Task brief => Your answer must be an exact copy of the lines from the one holding "the green tree" through the last line of the entries below, with nothing added.

Records supplied =>
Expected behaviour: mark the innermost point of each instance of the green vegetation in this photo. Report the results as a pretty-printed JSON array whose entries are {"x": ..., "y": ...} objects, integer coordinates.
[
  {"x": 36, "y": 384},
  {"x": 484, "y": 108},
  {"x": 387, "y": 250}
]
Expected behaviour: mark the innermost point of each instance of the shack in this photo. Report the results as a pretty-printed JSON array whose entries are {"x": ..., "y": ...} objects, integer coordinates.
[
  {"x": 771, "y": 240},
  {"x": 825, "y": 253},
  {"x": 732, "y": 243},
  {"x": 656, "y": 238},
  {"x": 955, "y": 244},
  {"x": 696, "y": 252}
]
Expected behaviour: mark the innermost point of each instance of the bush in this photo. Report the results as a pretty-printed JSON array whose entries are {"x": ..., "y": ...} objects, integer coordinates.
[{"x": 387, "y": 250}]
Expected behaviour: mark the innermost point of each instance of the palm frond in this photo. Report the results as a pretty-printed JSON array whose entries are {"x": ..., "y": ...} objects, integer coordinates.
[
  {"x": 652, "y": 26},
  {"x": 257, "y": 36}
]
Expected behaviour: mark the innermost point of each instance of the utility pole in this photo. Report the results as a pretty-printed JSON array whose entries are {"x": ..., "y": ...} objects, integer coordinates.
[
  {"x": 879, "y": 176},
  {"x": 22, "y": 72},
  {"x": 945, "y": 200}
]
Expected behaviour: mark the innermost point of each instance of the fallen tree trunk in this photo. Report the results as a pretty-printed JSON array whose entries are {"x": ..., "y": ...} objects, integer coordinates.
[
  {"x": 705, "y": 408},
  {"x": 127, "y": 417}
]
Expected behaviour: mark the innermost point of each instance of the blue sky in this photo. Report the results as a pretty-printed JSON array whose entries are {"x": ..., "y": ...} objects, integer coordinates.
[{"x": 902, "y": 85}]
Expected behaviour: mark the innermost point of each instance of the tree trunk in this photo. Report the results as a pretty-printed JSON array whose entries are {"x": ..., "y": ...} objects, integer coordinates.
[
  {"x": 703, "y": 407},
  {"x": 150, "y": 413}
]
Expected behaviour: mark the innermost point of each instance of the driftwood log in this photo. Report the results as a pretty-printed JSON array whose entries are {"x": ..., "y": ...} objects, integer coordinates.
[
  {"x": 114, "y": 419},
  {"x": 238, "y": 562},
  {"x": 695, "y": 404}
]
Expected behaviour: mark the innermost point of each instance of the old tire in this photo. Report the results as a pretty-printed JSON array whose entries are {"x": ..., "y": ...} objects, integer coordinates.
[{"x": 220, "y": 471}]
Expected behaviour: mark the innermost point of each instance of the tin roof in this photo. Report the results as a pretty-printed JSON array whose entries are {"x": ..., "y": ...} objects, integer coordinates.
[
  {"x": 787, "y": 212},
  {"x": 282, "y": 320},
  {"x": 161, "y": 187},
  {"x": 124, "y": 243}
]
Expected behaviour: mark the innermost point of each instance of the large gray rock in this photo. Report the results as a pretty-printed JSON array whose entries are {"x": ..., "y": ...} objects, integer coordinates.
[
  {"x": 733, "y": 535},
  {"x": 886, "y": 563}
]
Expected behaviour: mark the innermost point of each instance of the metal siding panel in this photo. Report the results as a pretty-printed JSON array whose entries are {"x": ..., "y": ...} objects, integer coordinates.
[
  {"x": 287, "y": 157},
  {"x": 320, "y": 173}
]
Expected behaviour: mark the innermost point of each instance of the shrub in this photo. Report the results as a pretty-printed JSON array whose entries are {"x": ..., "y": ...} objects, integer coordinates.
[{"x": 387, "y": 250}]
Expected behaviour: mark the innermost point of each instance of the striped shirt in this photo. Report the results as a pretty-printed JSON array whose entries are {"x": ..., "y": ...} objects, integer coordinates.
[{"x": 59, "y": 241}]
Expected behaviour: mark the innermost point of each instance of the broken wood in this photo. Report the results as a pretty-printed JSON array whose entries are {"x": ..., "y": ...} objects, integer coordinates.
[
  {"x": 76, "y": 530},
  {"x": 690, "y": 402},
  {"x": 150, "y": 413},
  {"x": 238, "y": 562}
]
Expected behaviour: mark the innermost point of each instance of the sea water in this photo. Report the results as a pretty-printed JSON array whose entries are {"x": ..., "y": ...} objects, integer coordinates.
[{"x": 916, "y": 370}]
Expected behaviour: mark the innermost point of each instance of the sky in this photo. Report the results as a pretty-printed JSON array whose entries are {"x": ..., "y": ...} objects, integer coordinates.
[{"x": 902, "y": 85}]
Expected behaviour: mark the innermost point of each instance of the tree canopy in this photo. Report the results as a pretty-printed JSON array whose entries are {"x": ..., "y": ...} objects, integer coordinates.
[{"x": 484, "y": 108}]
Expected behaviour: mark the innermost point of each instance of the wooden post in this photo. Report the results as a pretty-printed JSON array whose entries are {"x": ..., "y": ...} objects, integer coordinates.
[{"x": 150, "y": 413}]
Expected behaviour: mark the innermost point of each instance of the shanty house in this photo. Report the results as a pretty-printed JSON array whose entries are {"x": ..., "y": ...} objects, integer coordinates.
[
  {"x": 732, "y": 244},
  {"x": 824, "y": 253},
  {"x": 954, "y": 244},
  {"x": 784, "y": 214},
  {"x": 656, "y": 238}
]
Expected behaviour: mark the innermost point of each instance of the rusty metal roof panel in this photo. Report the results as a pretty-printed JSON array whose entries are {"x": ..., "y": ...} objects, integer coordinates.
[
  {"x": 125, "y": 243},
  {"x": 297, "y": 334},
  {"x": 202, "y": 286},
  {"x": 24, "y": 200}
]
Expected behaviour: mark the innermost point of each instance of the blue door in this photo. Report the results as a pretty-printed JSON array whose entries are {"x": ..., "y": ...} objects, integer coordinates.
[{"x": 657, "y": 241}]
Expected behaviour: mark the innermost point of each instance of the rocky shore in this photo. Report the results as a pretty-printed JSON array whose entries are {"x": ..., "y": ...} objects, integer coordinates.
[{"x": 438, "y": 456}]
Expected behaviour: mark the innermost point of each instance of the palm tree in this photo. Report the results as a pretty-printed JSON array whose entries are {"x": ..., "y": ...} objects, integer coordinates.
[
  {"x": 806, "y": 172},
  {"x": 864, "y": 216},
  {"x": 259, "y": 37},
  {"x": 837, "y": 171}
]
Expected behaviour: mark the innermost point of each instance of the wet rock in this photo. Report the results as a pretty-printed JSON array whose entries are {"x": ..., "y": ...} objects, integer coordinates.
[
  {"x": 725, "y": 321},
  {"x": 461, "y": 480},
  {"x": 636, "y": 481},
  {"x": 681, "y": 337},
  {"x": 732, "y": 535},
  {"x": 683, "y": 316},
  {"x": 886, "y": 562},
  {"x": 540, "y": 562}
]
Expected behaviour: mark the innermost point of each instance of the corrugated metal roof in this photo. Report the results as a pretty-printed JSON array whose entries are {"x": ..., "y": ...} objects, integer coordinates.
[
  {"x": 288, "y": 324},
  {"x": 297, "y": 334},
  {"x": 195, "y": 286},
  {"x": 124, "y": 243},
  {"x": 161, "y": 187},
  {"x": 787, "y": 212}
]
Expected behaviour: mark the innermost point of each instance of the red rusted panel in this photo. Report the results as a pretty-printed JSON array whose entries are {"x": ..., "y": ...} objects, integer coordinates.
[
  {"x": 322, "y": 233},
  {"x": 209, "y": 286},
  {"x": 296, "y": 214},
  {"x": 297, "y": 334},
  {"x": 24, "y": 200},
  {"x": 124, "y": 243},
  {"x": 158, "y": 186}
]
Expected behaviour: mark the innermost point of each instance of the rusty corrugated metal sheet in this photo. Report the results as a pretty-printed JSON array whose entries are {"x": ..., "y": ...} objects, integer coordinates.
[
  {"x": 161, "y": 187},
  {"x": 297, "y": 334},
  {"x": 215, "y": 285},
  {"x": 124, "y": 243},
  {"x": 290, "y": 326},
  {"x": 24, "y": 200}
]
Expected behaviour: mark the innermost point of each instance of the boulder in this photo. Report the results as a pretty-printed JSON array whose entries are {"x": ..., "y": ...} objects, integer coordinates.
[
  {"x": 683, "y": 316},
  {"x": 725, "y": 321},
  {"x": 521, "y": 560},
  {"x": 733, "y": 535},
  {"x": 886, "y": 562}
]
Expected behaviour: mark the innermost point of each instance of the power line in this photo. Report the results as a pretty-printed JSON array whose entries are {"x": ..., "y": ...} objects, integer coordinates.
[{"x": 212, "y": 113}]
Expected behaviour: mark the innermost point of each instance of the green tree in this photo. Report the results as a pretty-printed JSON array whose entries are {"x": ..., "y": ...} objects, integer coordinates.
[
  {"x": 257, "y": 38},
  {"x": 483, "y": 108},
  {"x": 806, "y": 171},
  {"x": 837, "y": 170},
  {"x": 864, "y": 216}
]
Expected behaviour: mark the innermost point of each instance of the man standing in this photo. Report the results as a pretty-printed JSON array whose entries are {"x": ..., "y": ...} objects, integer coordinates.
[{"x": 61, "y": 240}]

Exercise response =>
Expected behaviour: mark the innermost point of each instance of the green tree in this photo. Report the results as a pretty-printed JSON array whose entries are {"x": ..., "y": ...} objects, integer coordinates.
[
  {"x": 257, "y": 38},
  {"x": 483, "y": 108},
  {"x": 806, "y": 171},
  {"x": 837, "y": 170},
  {"x": 864, "y": 216}
]
Expected behaviour: mark the innermost point of each instance of the man standing in this photo. Report the results as a pretty-printed JSON array whose entries are {"x": ..., "y": ...} objects, integer coordinates.
[{"x": 61, "y": 240}]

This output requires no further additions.